» WORK INSTRUCTION: Working from the records below, repeat exactly the lines starting at the line that contains "box: [107, 61, 115, 76]" and ending at the line that contains "positive clicks: (166, 133) (128, 116)", inclusive.

DATA FOR ANALYSIS: Begin

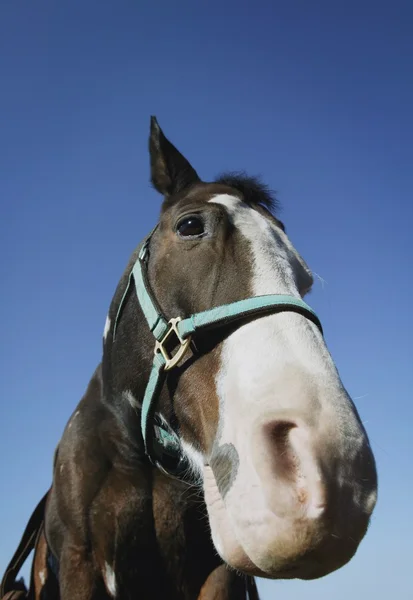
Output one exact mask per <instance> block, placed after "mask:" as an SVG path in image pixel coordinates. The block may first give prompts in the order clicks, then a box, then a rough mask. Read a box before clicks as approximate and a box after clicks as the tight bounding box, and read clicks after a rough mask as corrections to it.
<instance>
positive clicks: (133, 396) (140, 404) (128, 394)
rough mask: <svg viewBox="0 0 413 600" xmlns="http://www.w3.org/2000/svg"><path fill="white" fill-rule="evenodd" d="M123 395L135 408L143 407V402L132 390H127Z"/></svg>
mask: <svg viewBox="0 0 413 600" xmlns="http://www.w3.org/2000/svg"><path fill="white" fill-rule="evenodd" d="M122 395H123V397H124V398H125V400H127V401H128V402H129V404H130V405H131V407H132V408H133V409H135V410H136V409H138V408H140V407H141V403H140V402H138V400H137V399H136V398H135V396H134V395H133V394H132V392H131V391H130V390H125V391H124V392H123V393H122Z"/></svg>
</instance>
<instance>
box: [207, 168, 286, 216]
mask: <svg viewBox="0 0 413 600" xmlns="http://www.w3.org/2000/svg"><path fill="white" fill-rule="evenodd" d="M215 183H222V184H223V185H228V186H229V187H232V188H234V189H236V190H238V191H239V192H241V194H242V195H243V197H244V201H245V202H246V203H247V204H249V205H250V206H256V205H259V204H260V205H262V206H264V207H265V208H267V209H268V210H270V211H271V212H272V213H277V212H279V210H280V203H279V201H278V200H277V198H276V197H275V192H274V191H273V190H271V189H270V188H269V187H268V186H267V185H266V184H265V183H263V182H262V181H261V180H260V178H259V177H256V176H251V175H247V174H246V173H245V172H244V171H229V172H224V173H221V174H220V175H218V177H217V178H216V179H215Z"/></svg>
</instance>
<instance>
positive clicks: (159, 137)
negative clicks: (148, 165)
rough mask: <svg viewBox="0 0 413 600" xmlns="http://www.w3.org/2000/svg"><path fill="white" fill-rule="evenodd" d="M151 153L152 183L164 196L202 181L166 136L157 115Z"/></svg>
mask: <svg viewBox="0 0 413 600" xmlns="http://www.w3.org/2000/svg"><path fill="white" fill-rule="evenodd" d="M149 154H150V158H151V181H152V185H153V186H154V188H155V189H156V190H157V191H158V192H160V193H161V194H163V195H164V196H171V195H172V194H176V193H178V192H181V191H182V190H184V189H185V188H188V187H189V186H190V185H193V184H194V183H196V182H198V181H200V179H199V177H198V174H197V172H196V171H195V169H194V168H193V167H192V166H191V165H190V164H189V162H188V161H187V160H186V158H185V157H184V156H182V154H181V153H180V152H179V150H177V149H176V148H175V146H174V145H173V144H171V142H170V141H169V140H168V139H167V138H166V137H165V135H164V134H163V131H162V129H161V128H160V127H159V124H158V121H157V120H156V117H151V131H150V136H149Z"/></svg>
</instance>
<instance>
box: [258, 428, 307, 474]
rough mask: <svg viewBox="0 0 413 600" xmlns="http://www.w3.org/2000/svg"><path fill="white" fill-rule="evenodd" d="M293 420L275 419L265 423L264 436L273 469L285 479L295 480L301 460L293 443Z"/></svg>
mask: <svg viewBox="0 0 413 600" xmlns="http://www.w3.org/2000/svg"><path fill="white" fill-rule="evenodd" d="M296 427H297V424H296V423H294V422H292V421H273V422H271V423H267V424H266V425H264V437H265V439H266V445H267V450H268V453H269V456H270V461H271V463H272V467H273V470H274V471H275V473H276V475H277V476H278V477H280V478H282V479H285V480H289V481H292V480H295V478H296V476H297V470H298V468H299V461H298V457H297V455H296V453H295V452H294V449H293V446H292V443H291V432H292V430H293V429H295V428H296Z"/></svg>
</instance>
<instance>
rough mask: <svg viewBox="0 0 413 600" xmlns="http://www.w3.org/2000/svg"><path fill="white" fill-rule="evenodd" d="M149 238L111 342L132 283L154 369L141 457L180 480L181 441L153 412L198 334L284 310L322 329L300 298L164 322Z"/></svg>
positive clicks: (181, 456)
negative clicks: (168, 348)
mask: <svg viewBox="0 0 413 600" xmlns="http://www.w3.org/2000/svg"><path fill="white" fill-rule="evenodd" d="M152 234H153V232H152V233H151V234H150V235H149V236H148V237H147V238H146V240H145V241H144V243H143V245H142V247H141V249H140V251H139V255H138V259H137V260H136V262H135V264H134V266H133V268H132V271H131V272H130V275H129V280H128V284H127V287H126V290H125V293H124V295H123V297H122V300H121V303H120V305H119V309H118V313H117V316H116V319H115V324H114V330H113V337H115V335H116V328H117V324H118V321H119V316H120V312H121V309H122V306H123V304H124V302H125V299H126V295H127V293H128V290H129V287H130V285H131V283H132V279H133V280H134V283H135V290H136V295H137V298H138V301H139V304H140V306H141V308H142V311H143V313H144V315H145V318H146V321H147V323H148V326H149V329H150V330H151V332H152V334H153V336H154V338H155V340H156V341H155V348H154V359H153V364H152V369H151V373H150V376H149V380H148V383H147V386H146V390H145V395H144V398H143V401H142V410H141V430H142V437H143V442H144V447H145V453H146V455H147V456H148V457H149V459H150V460H151V462H152V463H153V464H154V465H156V466H157V467H158V468H161V470H163V471H164V472H166V473H168V474H171V475H173V476H183V474H184V472H185V471H186V470H187V467H188V465H187V462H186V459H185V456H184V455H183V453H182V449H181V442H180V439H179V436H178V434H177V433H176V432H174V431H173V430H172V429H170V428H169V429H167V428H166V426H165V424H163V423H162V422H161V421H159V419H157V417H156V407H157V402H158V399H159V397H160V394H161V392H162V388H163V384H164V382H165V379H166V377H167V374H168V371H170V370H171V369H173V368H174V367H176V366H177V365H178V363H179V362H180V361H181V360H182V358H183V357H184V356H185V354H186V352H187V350H188V347H189V345H190V343H191V340H192V338H194V337H195V336H196V335H197V334H198V333H199V332H203V331H205V330H208V329H215V328H218V327H223V326H225V325H228V324H230V323H233V322H235V321H243V320H246V319H247V318H248V317H254V316H265V315H268V314H273V313H279V312H285V311H289V312H296V313H298V314H301V315H303V316H304V317H306V318H307V319H308V320H310V321H312V322H313V323H314V324H315V325H316V326H317V327H318V329H319V330H320V332H321V333H323V329H322V326H321V323H320V321H319V319H318V317H317V315H316V314H315V312H314V311H313V310H312V309H311V308H310V307H309V306H308V304H306V303H305V302H304V301H303V300H301V299H300V298H295V297H294V296H289V295H281V294H269V295H265V296H254V297H252V298H246V299H244V300H239V301H237V302H232V303H231V304H224V305H222V306H217V307H215V308H211V309H209V310H206V311H203V312H199V313H195V314H193V315H191V316H190V317H188V318H185V319H181V318H180V317H176V318H173V319H170V320H169V321H167V320H166V318H165V316H164V315H163V313H162V311H161V309H160V308H159V306H158V303H157V302H156V299H155V297H154V295H153V293H152V290H151V288H150V285H149V281H148V276H147V263H148V257H149V243H150V240H151V237H152ZM170 338H175V348H177V349H176V351H175V353H174V354H173V355H171V354H170V353H169V352H168V350H167V348H166V342H167V341H168V340H169V341H171V340H170ZM155 428H156V430H157V431H156V433H155Z"/></svg>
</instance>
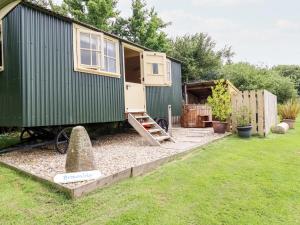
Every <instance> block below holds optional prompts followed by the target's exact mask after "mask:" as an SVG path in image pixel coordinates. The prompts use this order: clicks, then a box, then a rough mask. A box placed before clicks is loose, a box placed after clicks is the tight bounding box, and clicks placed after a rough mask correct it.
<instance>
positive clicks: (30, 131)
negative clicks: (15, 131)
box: [20, 129, 34, 141]
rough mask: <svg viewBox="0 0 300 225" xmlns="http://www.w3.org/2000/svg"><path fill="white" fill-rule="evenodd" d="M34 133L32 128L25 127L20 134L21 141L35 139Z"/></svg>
mask: <svg viewBox="0 0 300 225" xmlns="http://www.w3.org/2000/svg"><path fill="white" fill-rule="evenodd" d="M33 136H34V133H33V132H32V131H31V130H28V129H23V130H22V133H21V135H20V140H21V141H30V140H32V139H33Z"/></svg>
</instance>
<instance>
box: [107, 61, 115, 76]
mask: <svg viewBox="0 0 300 225" xmlns="http://www.w3.org/2000/svg"><path fill="white" fill-rule="evenodd" d="M108 68H109V70H108V72H112V73H116V72H117V69H116V60H115V59H108Z"/></svg>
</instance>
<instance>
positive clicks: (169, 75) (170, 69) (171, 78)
mask: <svg viewBox="0 0 300 225" xmlns="http://www.w3.org/2000/svg"><path fill="white" fill-rule="evenodd" d="M166 66H167V71H166V73H167V74H166V82H167V84H168V85H169V86H171V85H172V62H171V60H170V59H167V63H166Z"/></svg>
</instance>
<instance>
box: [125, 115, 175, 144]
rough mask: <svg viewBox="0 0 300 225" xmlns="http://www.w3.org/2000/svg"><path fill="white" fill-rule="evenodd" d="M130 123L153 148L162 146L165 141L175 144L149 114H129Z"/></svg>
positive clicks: (166, 133) (128, 116)
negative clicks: (150, 116) (161, 144)
mask: <svg viewBox="0 0 300 225" xmlns="http://www.w3.org/2000/svg"><path fill="white" fill-rule="evenodd" d="M128 122H129V123H130V124H131V126H132V127H133V128H134V129H135V130H136V131H137V132H138V133H139V134H140V135H141V136H142V137H144V138H145V139H146V140H147V141H148V142H149V144H150V145H152V146H160V145H161V142H163V141H172V142H175V141H174V139H173V138H172V137H171V136H170V135H169V134H168V133H167V132H165V130H164V129H162V128H161V127H160V126H159V125H158V124H157V123H156V122H155V121H154V120H153V119H152V118H151V117H150V116H149V115H148V114H147V113H129V114H128Z"/></svg>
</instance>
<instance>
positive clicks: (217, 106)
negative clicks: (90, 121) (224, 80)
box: [207, 80, 231, 133]
mask: <svg viewBox="0 0 300 225" xmlns="http://www.w3.org/2000/svg"><path fill="white" fill-rule="evenodd" d="M207 102H208V104H209V105H210V106H211V108H212V114H213V116H214V118H215V119H217V120H218V121H213V128H214V132H215V133H225V131H226V129H227V126H228V122H226V121H227V119H228V117H229V116H230V113H231V96H230V93H229V91H228V89H227V87H226V84H225V81H224V80H219V81H216V85H215V86H214V87H213V88H212V95H211V96H209V97H208V99H207Z"/></svg>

DATA FOR ANALYSIS: End

» RESULT OF THIS TASK:
box: [107, 61, 115, 76]
mask: <svg viewBox="0 0 300 225" xmlns="http://www.w3.org/2000/svg"><path fill="white" fill-rule="evenodd" d="M108 68H109V70H108V72H112V73H116V72H117V69H116V60H115V59H108Z"/></svg>
</instance>
<instance>
positive clicks: (169, 75) (170, 69) (171, 78)
mask: <svg viewBox="0 0 300 225" xmlns="http://www.w3.org/2000/svg"><path fill="white" fill-rule="evenodd" d="M166 66H167V71H166V73H167V74H166V82H167V84H168V85H169V86H171V85H172V62H171V60H170V59H167V63H166Z"/></svg>
</instance>
<instance>
box: [125, 115, 175, 144]
rough mask: <svg viewBox="0 0 300 225" xmlns="http://www.w3.org/2000/svg"><path fill="white" fill-rule="evenodd" d="M130 123L153 148L162 146L165 141L175 144L149 114H129Z"/></svg>
positive clicks: (166, 133) (128, 116)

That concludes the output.